ОТРЫВОК:
○ ○ ○ ○ ○ ○ ○
Что может быть выше этого сострадания Христа ради?
В душе Макара Девушкина противоречиво смешаны грусть и счастье, радость и горе.
В письме от 11 сентября герой прочит «светлые» дни, вспоминая молодые годы:
«Теперь дурные времена прошли. Насчет меня вы не беспокойтесь. Впереди все так светло, хорошо!
А грустное было время, Варинька! Ну да уж все равно, прошло! Года пройдут, так и про это время вздохнем. Помню я свои молодые годы. Куда! Копейки иной раз не бывало. Холодно, голодно, а весело да и только. Утром пройдешься по Невскому, личико встретишь хорошенькое, и на целый день счастлив. Славное, славное было время, маточка! Хорошо жить на свете, Варинька! Особенно в Петербурге. Я со слезами на глазах вчера каялся перед Господом Богом, чтобы простил мне Господь все грехи мои в это грустное время: ропот, либеральные мысли, дебош и азарт. Об вас вспоминал с умилением в молитве» (Там же, 75).
Несомненны христианские добродетели героев романа, но Достоевский представил читателю больше, чем мог дать архаичный жанр эпистолярного романа и что можно бы ожидать от начинающего автора.
До Достоевского русские читатели уже знали «Физиологию Петербурга» и «Петербургские вершины», имели представление о жизни простого петербургского люда и мелких чиновников.
Достоевский явил новое слово о человеке и мире. Его открытия переворачивали привычные представления о литературе и о человеке, но раскрывали принципы христианской антропологии, впервые выраженные в мировой литературе в столь яркой художественной форме.
Пожалуй, лучше и острее эту особенность «Бедных людей» почувствовали те, кто не принял героев Достоевского. Например, Тургенев, который, по воспоминаниям А. Панаевой, попытался в эти дни сенсационного успеха Достоевского высмеять несоответствие славы и социальной мизерности героя романа:
«Тургенев стал сочинять юмористические стихи на Девушкина, героя “Бедных людей”, будто тот написал благодарственные стихи Достоевскому, что он оповестил всю Россию об его существовании, и в стихах повторялось часто “маточка”» (Панаева 1972, 144).
○ ○ ○ ○ ○ ○ ○
ЗАДАНИЯ:
1. Ответьте по отрывку о «Бедных людях»:
(a) От какого числа письмо, в котором герой прочит «светлые» дни?
(b) Какие два произведения русские читатели уже знали до Достоевского?
(c) Какое слово, по воспоминаниям Панаевой, часто повторялось в стихах Тургенева?
2. Перепишите дословно часть отрывка о «Бедных людях» от слов «Несомненны христианские добродетели» до слов «от начинающего автора.».

Свободные описания объектов:
○ ○ ○ ○ ○ ○ ○
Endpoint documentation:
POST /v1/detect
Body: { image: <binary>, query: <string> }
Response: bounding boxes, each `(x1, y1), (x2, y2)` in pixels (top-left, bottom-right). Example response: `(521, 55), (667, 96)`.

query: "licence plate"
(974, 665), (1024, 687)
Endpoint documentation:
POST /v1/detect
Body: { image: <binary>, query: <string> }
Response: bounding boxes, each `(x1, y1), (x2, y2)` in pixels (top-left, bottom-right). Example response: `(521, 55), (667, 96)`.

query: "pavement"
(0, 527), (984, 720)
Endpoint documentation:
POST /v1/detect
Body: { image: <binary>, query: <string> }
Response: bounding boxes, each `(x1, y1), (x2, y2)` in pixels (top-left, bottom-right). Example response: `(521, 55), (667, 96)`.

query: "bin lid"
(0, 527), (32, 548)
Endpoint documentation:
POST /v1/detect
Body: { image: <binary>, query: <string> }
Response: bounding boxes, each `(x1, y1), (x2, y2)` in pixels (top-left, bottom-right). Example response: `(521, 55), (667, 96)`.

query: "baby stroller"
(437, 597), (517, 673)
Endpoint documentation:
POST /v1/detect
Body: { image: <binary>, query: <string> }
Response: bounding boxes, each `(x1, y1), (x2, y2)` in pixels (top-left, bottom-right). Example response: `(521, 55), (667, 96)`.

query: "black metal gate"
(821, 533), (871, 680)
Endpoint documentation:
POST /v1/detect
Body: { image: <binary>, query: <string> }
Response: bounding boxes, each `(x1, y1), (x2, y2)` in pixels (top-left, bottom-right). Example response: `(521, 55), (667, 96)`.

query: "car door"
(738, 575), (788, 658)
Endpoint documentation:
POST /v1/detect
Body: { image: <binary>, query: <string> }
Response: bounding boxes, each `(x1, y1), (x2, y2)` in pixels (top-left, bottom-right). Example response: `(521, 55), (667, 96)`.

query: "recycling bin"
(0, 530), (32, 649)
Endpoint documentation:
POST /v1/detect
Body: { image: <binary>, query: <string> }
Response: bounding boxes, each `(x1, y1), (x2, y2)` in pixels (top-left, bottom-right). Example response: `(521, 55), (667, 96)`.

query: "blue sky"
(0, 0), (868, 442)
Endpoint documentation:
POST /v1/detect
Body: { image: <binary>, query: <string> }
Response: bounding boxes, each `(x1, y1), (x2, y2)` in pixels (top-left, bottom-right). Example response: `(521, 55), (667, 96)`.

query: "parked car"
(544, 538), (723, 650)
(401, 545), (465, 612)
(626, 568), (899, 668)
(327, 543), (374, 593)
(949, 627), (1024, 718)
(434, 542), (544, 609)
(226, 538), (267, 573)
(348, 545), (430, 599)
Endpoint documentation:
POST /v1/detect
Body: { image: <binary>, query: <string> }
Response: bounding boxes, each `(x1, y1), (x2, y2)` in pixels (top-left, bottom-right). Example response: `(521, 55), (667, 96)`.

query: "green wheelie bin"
○ ○ ○ ○ ○ ○ ○
ОТВЕТЫ К ЗАДАНИЯМ:
1.
(a) От 11 сентября.
(b) «Физиологию Петербурга» и «Петербургские вершины».
(c) «Маточка».

2.
Несомненны христианские добродетели героев романа, но Достоевский представил читателю больше, чем мог дать архаичный жанр эпистолярного романа и что можно бы ожидать от начинающего автора.